Would you output the entries below only from the line containing "Query: puffy white" through the line containing "Query: slanting thin", exactly as they stand and with both ends included?

---------- RECORDS TO USE

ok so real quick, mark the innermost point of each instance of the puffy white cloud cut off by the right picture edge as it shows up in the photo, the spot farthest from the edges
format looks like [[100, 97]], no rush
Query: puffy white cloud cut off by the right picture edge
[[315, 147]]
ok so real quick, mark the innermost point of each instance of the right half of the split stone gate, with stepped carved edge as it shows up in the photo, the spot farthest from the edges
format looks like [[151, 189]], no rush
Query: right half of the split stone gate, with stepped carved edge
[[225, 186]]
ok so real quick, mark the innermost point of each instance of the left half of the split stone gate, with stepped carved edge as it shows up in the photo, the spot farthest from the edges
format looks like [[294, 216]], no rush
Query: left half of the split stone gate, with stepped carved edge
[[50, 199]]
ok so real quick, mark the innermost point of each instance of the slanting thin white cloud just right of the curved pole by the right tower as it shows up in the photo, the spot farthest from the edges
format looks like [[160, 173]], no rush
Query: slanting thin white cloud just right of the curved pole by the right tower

--------------------
---------- RECORDS TO USE

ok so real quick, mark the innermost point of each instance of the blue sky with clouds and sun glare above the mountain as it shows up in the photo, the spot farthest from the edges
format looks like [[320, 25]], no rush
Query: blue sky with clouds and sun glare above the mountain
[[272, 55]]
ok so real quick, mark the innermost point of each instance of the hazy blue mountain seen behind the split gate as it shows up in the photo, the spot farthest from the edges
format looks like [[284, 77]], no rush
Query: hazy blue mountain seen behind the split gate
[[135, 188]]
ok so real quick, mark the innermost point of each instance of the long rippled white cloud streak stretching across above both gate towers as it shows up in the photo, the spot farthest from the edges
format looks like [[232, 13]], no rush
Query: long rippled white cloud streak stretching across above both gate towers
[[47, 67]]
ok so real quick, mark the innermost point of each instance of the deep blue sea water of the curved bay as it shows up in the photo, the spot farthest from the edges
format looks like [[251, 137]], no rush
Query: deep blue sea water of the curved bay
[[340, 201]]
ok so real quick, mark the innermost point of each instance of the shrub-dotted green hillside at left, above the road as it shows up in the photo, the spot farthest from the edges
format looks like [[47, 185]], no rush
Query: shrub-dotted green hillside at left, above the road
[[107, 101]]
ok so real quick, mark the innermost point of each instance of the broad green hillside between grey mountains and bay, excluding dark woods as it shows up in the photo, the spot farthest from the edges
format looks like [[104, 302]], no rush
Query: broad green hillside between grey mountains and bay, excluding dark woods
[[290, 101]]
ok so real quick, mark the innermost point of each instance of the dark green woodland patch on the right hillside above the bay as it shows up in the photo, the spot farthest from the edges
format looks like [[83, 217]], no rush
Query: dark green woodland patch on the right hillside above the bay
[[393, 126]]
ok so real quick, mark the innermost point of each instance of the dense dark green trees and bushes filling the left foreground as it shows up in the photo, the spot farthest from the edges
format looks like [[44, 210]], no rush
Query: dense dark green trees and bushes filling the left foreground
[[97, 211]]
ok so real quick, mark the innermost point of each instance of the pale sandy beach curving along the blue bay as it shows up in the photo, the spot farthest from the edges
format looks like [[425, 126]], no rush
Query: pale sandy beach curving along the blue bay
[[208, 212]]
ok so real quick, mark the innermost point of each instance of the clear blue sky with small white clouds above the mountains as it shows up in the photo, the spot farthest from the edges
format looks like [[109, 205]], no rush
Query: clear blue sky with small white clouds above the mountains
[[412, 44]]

--------------------

ANSWER:
Query: puffy white cloud cut off by the right picture edge
[[315, 147]]
ok so real quick, mark the innermost point of each instance of the right half of the split stone gate, with stepped carved edge as it shows up in the photo, the spot farthest from the edges
format looks like [[151, 189]], no rush
Query: right half of the split stone gate, with stepped carved edge
[[225, 186]]
ok so real quick, mark the innermost point of each instance of the left half of the split stone gate, with stepped carved edge as it shows up in the photo, the spot farthest from the edges
format looks like [[294, 216]], no rush
Query: left half of the split stone gate, with stepped carved edge
[[50, 199]]
ok so real quick, mark the innermost point of each instance of the slanting thin white cloud just right of the curved pole by the right tower as it shows up in the photo, the spot farthest from the edges
format looks like [[160, 173]], no rush
Query: slanting thin white cloud just right of the curved pole by the right tower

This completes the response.